- [Set problem]
Reproduce every one of the records below word for word, without changing any character.

[Begin Task data]

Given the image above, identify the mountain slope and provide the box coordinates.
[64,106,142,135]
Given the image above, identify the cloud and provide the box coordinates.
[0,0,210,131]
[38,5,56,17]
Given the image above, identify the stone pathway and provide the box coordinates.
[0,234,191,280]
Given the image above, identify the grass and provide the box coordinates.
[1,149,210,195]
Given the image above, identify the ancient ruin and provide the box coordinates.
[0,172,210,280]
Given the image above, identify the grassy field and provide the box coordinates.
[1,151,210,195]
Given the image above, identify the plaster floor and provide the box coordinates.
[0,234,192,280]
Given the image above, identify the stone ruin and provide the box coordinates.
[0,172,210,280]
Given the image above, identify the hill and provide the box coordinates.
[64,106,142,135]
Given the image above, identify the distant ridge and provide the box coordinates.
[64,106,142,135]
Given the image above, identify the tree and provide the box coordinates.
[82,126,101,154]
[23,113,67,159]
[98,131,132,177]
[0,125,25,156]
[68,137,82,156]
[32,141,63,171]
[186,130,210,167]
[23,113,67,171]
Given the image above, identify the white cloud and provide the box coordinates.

[End Task data]

- [Result]
Given the image above, identify the mountain slope and provide the box coordinates.
[64,106,142,135]
Given the image above, identify the cloud and provide the box coordinates.
[0,0,210,131]
[38,5,56,17]
Given the image above, identify the stone pathway and provide the box coordinates.
[0,234,191,280]
Given the image above, identify the grass and provide the box coordinates.
[1,149,210,195]
Given the image above, identify the ancient ruin and provide the box coordinates.
[0,172,210,280]
Given the image above, identify the grassy field and provide the box coordinates.
[1,151,210,195]
Given the image above, identify the plaster floor and provide the box coordinates.
[0,234,192,280]
Given the image above, identify the stone ruin and provide the box coordinates.
[0,172,210,280]
Given the image above, identify the hill and provide the box coordinates.
[64,106,142,135]
Given the image above, identify the distant ridge and provide the box coordinates.
[64,106,142,135]
Given the image above, identify the tree and provide the box coordinates.
[82,126,101,154]
[23,113,67,159]
[98,131,132,177]
[0,125,25,156]
[68,137,82,156]
[32,141,63,171]
[186,130,210,167]
[23,113,67,171]
Given the image above, identify the white cloud and provide the box coordinates.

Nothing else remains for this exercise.